Exercise brief - Copy the passage on Pittsburgh's eviction mediation from "Stanley sees the" up to and including "from September 2016.", and switch "programme" to "program" each time it occurs.

Text segment -
###

Stanley says that hearing the representatives from Philadelphia talk about how, in hindsight, they should have done more at the start to get landlords on board with the eviction mediation programme they developed substantially influenced how Pittsburgh developed its own.

“So one of the first things that we did was get a large landlord in Pittsburgh on board with the idea [of mediation], and they really became sort of like the mediation ambassador to other landlords,” says Stanley.

When Pittsburgh began developing its system in March, it had little funding. Through a partnership with the Mediation Council of Western Pennsylvania, the network was able to get 25 volunteer mediators on board to handle up to 100 cases per year.

Since then, through various federal and local foundation grants and with the guidance provided by the NLC system, the Pittsburgh eviction mediation plan has grown to include 49 mediators who receive stipends for each case they take on and three full-time staff members to direct and lead the programme.

Part of the funding Pittsburgh received went toward training community members to become mediators.

“The pool of those original mediators, I’ll be honest with you, was not terribly diverse,” says Stanley. “And there certainly weren’t many people with lived experience or representing communities of colour.”

Stanley sees the programme’s ability to offer mediation training to community members living in places where evictions and housing insecurities are happening as a great asset.

“We thought it was really important to make sure that we had that voice in the programme,” Stanley says. “To understand: What does eviction do to somebody? How does that impact them into the future? So we’re not just treating this like a business transaction but a human-centred issue.”

Since the statewide eviction moratorium in Pennsylvania ended on 31 August 2020, eviction filings in Pittsburgh have gone up 52%, compared with numbers from September 2016.

###

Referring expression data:
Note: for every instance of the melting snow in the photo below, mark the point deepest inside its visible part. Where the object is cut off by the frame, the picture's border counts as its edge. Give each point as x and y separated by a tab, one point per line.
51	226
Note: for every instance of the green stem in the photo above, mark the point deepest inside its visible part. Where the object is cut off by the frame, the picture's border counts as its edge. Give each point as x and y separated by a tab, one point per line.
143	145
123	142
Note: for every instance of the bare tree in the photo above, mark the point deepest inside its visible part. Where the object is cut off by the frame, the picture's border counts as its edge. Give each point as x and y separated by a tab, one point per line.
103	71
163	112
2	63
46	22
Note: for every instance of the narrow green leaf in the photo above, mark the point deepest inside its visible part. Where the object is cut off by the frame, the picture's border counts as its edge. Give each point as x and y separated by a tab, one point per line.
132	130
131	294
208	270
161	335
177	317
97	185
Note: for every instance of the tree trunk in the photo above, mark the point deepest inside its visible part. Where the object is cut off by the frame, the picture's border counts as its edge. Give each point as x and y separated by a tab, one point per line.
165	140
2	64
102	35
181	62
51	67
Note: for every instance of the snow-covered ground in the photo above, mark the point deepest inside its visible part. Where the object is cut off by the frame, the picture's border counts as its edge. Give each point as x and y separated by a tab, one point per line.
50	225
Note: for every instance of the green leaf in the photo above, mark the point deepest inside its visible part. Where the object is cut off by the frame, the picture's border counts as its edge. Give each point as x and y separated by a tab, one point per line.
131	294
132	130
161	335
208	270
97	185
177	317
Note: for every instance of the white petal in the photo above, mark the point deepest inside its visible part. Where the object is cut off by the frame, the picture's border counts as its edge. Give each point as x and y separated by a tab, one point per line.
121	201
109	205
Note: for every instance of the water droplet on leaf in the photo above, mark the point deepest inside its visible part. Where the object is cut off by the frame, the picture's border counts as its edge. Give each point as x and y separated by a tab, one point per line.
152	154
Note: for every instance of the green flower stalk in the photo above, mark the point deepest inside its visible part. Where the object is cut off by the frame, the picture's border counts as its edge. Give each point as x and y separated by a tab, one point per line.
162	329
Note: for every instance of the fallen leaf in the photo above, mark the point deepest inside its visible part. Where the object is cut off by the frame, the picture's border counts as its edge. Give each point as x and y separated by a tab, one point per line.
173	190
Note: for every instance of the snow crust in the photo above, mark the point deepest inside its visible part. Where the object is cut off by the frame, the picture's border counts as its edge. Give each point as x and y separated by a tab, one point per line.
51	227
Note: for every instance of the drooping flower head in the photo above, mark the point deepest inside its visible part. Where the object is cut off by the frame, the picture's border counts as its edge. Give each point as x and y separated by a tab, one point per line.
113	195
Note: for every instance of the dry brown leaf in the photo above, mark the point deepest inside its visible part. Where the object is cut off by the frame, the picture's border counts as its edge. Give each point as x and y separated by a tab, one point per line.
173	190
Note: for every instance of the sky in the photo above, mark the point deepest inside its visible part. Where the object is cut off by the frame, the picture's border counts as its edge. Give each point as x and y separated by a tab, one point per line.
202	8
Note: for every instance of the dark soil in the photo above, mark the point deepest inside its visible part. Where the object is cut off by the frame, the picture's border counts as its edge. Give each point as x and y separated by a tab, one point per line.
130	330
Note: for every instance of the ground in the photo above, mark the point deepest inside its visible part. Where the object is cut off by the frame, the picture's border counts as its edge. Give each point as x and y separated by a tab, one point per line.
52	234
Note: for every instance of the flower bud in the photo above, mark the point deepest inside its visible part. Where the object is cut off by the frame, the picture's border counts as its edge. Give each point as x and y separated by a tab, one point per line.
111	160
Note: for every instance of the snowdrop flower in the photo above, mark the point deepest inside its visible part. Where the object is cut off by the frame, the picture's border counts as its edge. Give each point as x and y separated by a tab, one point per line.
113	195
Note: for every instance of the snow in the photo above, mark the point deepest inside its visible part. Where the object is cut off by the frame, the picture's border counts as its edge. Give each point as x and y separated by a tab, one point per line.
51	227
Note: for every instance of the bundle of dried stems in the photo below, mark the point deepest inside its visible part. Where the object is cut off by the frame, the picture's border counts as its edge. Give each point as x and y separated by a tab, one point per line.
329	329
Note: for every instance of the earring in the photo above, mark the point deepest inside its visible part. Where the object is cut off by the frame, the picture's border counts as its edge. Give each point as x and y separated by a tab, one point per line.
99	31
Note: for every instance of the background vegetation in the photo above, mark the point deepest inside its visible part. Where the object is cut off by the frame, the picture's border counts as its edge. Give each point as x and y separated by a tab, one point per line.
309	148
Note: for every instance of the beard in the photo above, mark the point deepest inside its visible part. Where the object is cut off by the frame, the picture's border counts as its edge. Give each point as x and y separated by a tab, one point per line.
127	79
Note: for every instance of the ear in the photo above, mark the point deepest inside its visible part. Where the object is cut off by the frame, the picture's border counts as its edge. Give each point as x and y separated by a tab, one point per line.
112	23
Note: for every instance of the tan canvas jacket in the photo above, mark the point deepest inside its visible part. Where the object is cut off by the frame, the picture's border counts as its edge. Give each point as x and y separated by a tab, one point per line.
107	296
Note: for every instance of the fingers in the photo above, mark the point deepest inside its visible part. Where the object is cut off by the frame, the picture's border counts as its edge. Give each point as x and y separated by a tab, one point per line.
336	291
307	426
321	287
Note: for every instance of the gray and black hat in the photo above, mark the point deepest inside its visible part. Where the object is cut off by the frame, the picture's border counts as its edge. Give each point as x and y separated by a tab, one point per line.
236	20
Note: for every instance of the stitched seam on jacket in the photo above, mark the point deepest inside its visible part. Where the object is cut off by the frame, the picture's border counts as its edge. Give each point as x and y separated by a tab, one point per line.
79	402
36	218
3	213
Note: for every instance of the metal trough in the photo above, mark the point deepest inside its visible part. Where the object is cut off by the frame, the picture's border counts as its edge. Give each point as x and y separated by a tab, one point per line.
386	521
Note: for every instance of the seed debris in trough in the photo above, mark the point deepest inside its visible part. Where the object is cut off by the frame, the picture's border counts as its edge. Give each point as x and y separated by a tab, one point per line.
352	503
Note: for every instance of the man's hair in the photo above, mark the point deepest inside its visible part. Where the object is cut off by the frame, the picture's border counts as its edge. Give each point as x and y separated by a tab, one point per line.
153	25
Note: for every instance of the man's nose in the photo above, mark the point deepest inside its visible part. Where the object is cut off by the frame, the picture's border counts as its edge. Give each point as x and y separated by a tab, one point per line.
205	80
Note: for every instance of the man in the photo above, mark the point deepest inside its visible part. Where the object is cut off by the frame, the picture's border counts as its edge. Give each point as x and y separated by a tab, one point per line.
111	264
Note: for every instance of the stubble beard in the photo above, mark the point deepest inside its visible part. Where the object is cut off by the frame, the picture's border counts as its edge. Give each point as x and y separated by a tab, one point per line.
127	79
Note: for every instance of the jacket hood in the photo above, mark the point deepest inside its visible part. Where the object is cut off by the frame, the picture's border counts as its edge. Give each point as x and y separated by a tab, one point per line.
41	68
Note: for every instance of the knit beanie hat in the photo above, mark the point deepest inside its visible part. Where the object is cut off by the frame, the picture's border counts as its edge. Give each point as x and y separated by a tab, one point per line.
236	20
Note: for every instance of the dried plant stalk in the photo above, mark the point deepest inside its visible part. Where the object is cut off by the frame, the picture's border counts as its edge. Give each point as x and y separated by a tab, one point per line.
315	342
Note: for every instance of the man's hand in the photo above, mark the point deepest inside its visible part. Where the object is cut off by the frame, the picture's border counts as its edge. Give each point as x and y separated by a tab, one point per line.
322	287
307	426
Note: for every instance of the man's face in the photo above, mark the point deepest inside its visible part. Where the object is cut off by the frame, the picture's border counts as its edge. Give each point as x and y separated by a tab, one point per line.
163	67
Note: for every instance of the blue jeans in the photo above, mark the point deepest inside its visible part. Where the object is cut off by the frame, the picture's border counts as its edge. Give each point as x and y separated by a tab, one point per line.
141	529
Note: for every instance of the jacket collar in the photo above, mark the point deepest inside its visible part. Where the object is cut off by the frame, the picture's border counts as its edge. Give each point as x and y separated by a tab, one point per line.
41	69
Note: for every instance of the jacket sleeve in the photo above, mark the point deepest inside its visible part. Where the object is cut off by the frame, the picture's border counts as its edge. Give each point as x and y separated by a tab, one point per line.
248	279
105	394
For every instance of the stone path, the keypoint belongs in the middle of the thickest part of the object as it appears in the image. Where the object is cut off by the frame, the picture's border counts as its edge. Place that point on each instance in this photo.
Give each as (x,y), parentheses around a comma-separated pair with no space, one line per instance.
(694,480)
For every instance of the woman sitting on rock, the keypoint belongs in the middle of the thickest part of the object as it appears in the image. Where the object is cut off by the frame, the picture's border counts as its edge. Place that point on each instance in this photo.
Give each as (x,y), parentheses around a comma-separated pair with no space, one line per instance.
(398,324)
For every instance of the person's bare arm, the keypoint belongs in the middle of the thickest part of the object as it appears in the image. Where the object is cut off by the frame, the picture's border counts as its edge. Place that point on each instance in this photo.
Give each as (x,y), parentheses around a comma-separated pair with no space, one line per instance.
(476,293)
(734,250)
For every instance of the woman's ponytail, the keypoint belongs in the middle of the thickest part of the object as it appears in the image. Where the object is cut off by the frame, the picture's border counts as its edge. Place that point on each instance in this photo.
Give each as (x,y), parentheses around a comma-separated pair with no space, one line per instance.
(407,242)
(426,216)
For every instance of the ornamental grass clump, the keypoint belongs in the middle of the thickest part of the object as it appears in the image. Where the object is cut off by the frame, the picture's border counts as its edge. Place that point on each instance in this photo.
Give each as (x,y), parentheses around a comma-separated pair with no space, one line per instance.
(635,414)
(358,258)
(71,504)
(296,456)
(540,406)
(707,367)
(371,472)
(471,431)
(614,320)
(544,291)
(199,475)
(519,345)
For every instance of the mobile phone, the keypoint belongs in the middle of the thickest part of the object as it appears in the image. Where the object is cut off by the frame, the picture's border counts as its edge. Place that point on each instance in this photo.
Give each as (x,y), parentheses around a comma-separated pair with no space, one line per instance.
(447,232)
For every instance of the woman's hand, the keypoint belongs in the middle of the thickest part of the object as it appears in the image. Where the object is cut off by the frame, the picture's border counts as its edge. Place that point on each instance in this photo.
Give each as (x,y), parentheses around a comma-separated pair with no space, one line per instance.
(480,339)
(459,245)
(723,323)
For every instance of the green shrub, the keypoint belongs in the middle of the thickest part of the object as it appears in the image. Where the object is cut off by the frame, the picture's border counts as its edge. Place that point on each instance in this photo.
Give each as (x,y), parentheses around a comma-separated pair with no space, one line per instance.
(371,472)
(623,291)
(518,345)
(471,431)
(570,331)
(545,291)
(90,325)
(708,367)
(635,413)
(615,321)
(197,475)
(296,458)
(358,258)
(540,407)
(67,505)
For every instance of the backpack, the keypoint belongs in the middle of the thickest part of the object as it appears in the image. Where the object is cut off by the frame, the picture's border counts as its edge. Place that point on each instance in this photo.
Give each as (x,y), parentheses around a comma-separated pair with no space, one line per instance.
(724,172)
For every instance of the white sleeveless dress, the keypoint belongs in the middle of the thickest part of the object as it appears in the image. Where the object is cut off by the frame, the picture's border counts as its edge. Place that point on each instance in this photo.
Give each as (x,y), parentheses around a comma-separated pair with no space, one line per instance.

###

Written solution -
Stanley sees the program’s ability to offer mediation training to community members living in places where evictions and housing insecurities are happening as a great asset.

“We thought it was really important to make sure that we had that voice in the program,” Stanley says. “To understand: What does eviction do to somebody? How does that impact them into the future? So we’re not just treating this like a business transaction but a human-centred issue.”

Since the statewide eviction moratorium in Pennsylvania ended on 31 August 2020, eviction filings in Pittsburgh have gone up 52%, compared with numbers from September 2016.